### TASKS TO PERFORM:
1/ According to the Fort Union lesson plan, how many buffalo robes did the fort trade each year?
2/ Reproduce the Fort Union lesson plan from "This is a document" to "key vocabulary terms.".
::: PASSAGE PROVIDED :::
Lesson Plan

Fort Union Fur Trade Overview

This map highlights the significance of Fort Union's location among the Upper Missouri Plains Tribes.
Grade Level:
Upper Elementary: Third Grade through Fifth Grade
Subject:
Social Studies
Lesson Duration:
60 Minutes
Common Core Standards:
4.RI.1, 4.RI.3, 4.RI.5, 5.RI.3, 5.RI.4, 5.RI.5, 5.RI.6
State Standards:
State: North Dakota
Subject: Social Studies
Grade Levels: K-4
4.2.5
4.2.7
4.6.1
4.6.2

State: North Dakota
Subject: Social Studies
Grade Levels: 5-8
8.1.2
8.2.4
8.6.1
8.6.2

Essential Question

What is the fur trade? Who was involved in the fur trade? Where did the fur trade take place? What was the organization of a fur trade company like?  What was the relationship between fur traders (immigrants) and American Indians?

Objective

In this lesson, students will answer the following essential questions:

What is the fur trade? Who was involved in the fur trade? Where did the fur trade take place? What was the organization of a fur trade company like?  What was the relationship between fur traders (immigrants) and American Indians?

Background

For 39 years, Fort Union was the longest-lasting and most profitable fur trading post on the Upper Missouri River. Here seven Northern Plains Indian Tribes, including the Assiniboine, traded buffalo robes and other furs for goods such as cloth, guns, blankets, and beads. A bastion of peaceful coexistence, this fort annually traded over 25,000 buffalo robes and $100,000 of merchandise. In this lesson, students will explore what the fur trade is, who it involved, and where it took place.

Preparation

  1. Decide whether to have students work individually, in partners, or in groups.

  2. Decide if you will split the class into breaking down both readings simultaneously, or all together one at a time.

  3. Get The Trade House video ready to play

  4. Identify students who may need support or an extra challenge.

  5. Make one copy of the Fort Union Fur Trade Overview – Student Document for each student and/or group.

Materials

This is a document with the readings and worksheets for the students to be able to complete the lesson.

Download Fort Union Fur Trade Overview – Student Document

Lesson Hook/Preview

Option One: Play The Trade House video.

Option Two: Ask students if they ever had to communicate with someone who was different from them. Did they speak a different language?  What ways did you try to communicate without speaking? Have you ever gone somewhere and needed to buy something but YOU were the stranger that didn’t know the language or didn’t understand? How did you feel, what did you do?

Procedure

  1. Do Now Activity: Using classroom discussion and brainstorming find synonyms for important key vocabulary terms.

  2. Have each student read the summary of the Trade Process and Players.  Can be done as guided reading.  Have students annotate as they read noting key players or steps in the trade process.  (Option: students could be in two groups, group 1 doing steps 2 & 3, while the other half completes 5 & 6 – then switch.)
::: STORED ROWS :::
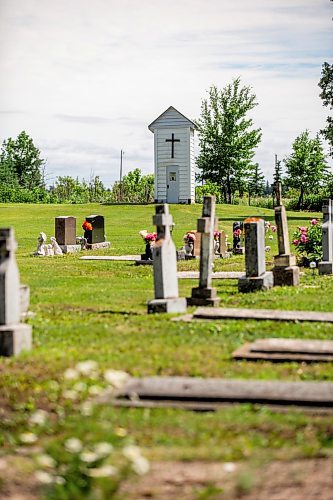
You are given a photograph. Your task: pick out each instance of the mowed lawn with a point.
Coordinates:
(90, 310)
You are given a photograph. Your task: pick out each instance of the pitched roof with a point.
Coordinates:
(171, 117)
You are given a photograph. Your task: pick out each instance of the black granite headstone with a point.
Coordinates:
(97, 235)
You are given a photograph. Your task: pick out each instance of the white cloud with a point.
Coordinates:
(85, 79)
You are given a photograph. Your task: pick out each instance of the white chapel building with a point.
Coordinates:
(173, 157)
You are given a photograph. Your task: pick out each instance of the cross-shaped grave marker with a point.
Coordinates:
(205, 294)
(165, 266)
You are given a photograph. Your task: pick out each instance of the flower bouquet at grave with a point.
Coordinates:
:::
::: STORED ROWS :::
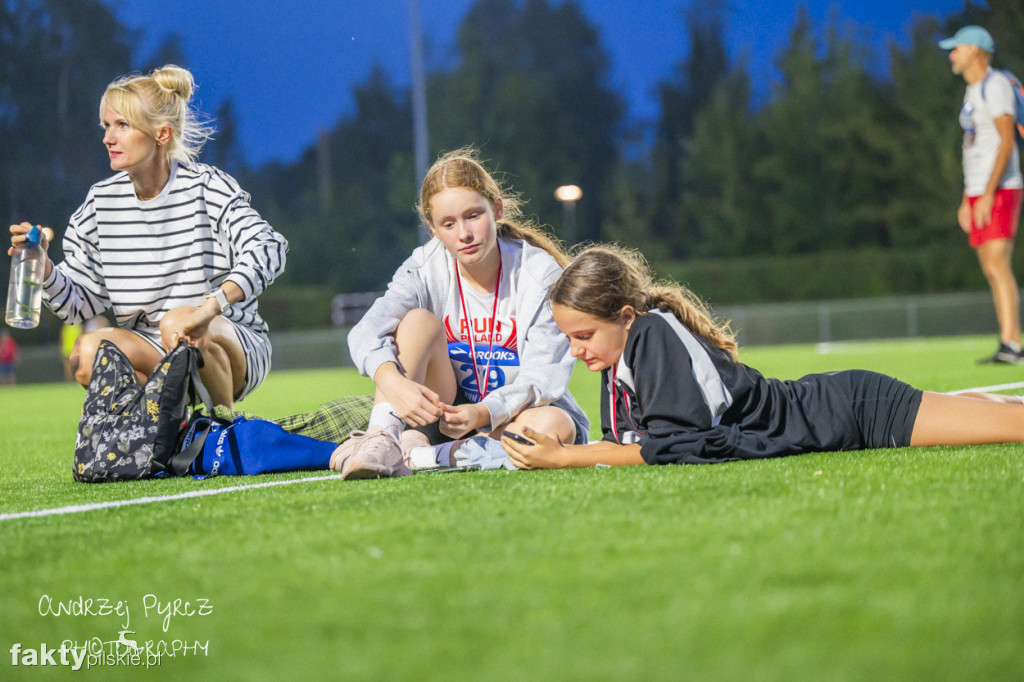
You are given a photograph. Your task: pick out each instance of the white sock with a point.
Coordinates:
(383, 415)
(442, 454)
:::
::: STORED ROWS :::
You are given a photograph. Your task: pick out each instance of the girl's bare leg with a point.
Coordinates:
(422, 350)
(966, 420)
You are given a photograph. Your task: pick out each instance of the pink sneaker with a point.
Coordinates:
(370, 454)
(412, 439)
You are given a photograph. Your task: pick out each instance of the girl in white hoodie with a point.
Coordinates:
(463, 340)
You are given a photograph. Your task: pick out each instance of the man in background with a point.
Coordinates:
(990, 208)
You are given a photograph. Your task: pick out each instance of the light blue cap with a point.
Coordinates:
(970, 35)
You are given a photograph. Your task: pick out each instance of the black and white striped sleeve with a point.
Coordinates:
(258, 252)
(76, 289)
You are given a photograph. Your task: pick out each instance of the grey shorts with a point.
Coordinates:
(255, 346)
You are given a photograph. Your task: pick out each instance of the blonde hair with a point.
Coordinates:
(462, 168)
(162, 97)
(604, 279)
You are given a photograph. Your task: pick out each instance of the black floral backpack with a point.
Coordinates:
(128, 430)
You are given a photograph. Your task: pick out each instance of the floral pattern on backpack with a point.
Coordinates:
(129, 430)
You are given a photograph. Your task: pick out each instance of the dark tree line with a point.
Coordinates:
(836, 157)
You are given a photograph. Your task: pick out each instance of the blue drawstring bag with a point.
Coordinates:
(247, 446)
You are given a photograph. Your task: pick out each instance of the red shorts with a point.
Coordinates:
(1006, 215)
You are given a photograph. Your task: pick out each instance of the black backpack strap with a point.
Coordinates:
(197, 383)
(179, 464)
:::
### RESPONSES:
1/ Over 25,000 buffalo robes.

2/
This is a document with the readings and worksheets for the students to be able to complete the lesson.

Download Fort Union Fur Trade Overview – Student Document

Lesson Hook/Preview

Option One: Play The Trade House video.

Option Two: Ask students if they ever had to communicate with someone who was different from them. Did they speak a different language?  What ways did you try to communicate without speaking? Have you ever gone somewhere and needed to buy something but YOU were the stranger that didn’t know the language or didn’t understand? How did you feel, what did you do?

Procedure

  1. Do Now Activity: Using classroom discussion and brainstorming find synonyms for important key vocabulary terms.